=== Begin Enclosure ===

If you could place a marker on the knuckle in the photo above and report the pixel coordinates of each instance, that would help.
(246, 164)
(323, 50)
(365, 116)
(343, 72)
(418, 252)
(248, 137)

=== End Enclosure ===

**Exercise goal**
Would you write the records out again, word for word?

**Exercise answer**
If you could place a marker on the knuckle in the photo above and report the pixel coordinates of each instance, that would help.
(246, 164)
(323, 50)
(365, 116)
(343, 72)
(418, 252)
(248, 137)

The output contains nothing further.